Exercise task » Put the lines of the data below, from the line with "Quick question — is there any beige" to the end of the data, into a Markdown table with the columns Row and Line. Leave out any blank lines.

Coordinate annotation entries
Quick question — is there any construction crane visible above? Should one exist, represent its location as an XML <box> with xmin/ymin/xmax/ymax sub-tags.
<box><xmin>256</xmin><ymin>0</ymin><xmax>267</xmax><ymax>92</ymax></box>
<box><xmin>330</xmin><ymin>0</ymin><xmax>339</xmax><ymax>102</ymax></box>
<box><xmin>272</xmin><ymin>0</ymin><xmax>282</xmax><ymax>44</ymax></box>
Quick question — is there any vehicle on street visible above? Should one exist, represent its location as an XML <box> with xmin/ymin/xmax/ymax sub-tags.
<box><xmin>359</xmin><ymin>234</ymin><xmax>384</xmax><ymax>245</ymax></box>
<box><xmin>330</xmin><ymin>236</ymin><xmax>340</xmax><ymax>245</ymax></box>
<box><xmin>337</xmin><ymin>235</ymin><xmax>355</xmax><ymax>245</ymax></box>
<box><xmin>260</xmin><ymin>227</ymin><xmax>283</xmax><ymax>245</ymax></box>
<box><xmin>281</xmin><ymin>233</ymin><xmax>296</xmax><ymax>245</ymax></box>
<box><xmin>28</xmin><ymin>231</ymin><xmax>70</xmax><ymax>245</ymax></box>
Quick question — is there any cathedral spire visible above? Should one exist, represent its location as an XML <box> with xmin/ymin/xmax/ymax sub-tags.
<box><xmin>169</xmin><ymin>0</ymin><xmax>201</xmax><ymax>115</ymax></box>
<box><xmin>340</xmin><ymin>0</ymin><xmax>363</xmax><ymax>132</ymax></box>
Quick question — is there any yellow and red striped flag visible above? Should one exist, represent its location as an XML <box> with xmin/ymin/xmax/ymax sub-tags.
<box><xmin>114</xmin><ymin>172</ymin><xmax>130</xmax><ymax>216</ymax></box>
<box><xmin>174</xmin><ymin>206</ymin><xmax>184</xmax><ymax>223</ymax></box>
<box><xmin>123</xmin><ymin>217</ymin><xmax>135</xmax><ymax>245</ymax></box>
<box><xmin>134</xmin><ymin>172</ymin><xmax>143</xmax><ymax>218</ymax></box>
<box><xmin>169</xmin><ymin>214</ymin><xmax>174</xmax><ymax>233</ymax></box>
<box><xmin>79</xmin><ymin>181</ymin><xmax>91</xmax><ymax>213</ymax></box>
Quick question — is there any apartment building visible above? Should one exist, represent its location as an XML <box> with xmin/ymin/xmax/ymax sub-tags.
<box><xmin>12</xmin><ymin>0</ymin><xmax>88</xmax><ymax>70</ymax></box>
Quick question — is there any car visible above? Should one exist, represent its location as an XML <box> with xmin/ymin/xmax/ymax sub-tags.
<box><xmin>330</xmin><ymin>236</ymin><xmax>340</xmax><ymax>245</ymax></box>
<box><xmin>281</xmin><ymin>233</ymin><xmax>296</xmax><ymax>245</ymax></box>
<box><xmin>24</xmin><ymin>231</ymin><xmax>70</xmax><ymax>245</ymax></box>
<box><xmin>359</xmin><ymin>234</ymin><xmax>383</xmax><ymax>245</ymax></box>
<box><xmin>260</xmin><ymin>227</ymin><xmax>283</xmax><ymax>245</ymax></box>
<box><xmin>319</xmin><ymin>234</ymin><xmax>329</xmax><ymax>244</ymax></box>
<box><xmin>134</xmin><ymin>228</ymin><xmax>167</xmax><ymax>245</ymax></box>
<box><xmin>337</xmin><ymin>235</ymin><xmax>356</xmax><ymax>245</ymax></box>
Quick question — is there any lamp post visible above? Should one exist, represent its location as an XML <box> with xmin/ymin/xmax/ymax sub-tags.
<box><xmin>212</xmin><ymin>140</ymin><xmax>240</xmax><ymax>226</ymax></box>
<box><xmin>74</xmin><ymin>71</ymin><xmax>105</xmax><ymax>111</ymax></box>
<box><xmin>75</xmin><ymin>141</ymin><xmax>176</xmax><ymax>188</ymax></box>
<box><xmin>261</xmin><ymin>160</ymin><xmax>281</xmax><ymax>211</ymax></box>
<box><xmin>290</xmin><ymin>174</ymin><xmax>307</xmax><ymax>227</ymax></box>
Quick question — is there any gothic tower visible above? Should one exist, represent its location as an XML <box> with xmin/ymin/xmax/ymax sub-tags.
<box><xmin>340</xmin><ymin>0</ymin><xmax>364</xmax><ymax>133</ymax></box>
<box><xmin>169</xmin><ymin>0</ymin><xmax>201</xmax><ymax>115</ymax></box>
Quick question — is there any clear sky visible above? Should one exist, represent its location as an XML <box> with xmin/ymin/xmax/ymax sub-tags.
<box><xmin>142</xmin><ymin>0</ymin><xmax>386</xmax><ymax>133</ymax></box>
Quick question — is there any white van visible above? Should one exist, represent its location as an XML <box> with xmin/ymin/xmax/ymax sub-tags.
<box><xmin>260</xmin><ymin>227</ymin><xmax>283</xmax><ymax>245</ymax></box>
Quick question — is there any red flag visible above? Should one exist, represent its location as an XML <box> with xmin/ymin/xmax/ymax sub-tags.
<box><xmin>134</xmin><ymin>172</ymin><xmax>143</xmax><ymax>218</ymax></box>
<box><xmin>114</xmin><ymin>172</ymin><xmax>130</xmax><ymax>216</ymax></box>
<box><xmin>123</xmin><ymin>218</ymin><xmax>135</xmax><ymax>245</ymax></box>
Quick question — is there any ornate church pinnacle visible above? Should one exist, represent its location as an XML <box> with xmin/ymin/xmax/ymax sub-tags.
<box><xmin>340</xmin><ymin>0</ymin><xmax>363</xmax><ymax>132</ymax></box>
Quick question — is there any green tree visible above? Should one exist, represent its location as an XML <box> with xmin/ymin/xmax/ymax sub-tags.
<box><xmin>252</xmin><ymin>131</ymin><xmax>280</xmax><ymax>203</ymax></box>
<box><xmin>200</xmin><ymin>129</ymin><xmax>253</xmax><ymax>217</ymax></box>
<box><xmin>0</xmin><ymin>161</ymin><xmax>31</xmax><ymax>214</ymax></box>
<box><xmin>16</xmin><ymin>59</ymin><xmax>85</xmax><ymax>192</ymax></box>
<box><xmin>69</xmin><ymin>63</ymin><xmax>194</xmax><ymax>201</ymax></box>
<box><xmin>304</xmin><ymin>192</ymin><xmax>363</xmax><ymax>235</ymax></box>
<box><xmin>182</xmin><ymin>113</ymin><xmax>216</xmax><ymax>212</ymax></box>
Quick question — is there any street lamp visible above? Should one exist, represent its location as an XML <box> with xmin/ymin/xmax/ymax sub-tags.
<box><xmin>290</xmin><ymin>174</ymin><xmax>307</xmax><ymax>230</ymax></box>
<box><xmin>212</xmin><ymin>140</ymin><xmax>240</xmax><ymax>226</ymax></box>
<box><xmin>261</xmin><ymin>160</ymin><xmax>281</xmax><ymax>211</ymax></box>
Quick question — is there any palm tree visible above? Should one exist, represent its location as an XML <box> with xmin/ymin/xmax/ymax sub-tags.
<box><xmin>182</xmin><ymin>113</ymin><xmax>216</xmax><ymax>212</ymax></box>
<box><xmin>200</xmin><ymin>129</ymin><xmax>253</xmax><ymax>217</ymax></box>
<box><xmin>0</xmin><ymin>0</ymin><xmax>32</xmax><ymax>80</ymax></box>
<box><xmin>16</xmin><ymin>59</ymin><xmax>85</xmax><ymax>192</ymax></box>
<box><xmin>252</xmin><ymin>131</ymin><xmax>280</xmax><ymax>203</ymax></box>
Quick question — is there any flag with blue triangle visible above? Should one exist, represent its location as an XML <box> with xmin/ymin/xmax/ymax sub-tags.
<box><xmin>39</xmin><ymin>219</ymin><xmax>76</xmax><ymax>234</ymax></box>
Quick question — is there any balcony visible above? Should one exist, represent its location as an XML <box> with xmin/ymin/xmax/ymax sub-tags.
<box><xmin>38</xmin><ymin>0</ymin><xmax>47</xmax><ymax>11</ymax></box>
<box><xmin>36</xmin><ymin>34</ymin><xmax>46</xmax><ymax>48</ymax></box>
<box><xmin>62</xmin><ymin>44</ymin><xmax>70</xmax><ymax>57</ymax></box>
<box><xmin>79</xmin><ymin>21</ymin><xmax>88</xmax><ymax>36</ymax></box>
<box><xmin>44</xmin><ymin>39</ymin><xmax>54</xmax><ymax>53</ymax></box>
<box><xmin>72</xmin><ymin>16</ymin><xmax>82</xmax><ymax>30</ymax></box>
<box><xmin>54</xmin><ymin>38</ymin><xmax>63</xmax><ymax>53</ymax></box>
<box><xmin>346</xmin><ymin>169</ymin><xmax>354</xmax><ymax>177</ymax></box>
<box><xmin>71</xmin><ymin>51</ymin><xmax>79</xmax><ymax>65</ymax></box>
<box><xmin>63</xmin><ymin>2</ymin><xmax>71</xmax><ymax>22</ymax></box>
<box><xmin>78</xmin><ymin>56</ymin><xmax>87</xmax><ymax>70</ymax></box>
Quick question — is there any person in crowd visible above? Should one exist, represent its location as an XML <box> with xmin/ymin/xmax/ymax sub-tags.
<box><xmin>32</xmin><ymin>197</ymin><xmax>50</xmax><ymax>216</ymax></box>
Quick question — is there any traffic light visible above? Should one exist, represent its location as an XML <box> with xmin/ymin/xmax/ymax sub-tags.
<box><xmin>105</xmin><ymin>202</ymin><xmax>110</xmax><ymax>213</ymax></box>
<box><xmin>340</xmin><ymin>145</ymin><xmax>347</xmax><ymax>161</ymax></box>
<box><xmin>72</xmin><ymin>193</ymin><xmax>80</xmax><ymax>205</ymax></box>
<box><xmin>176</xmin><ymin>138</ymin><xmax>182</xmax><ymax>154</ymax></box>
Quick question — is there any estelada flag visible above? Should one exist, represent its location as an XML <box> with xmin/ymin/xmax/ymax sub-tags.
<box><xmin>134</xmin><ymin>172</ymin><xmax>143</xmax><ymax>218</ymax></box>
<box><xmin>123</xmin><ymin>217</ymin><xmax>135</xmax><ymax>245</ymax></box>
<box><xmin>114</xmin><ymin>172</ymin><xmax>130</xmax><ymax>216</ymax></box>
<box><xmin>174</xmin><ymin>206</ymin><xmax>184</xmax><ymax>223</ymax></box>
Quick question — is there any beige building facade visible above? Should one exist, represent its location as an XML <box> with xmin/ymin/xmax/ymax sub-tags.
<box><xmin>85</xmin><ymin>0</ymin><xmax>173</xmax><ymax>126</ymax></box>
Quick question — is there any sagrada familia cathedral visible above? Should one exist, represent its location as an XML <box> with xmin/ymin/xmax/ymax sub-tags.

Result for this task »
| Row | Line |
|---|---|
| 1 | Quick question — is there any beige building facade visible above? Should one exist, represent its location as an XML <box> with xmin/ymin/xmax/ymax sub-tags. |
| 2 | <box><xmin>85</xmin><ymin>0</ymin><xmax>173</xmax><ymax>126</ymax></box> |
| 3 | Quick question — is there any sagrada familia cathedral visible above? Should one exist, represent its location as an XML <box> with xmin/ymin/xmax/ymax sub-tags. |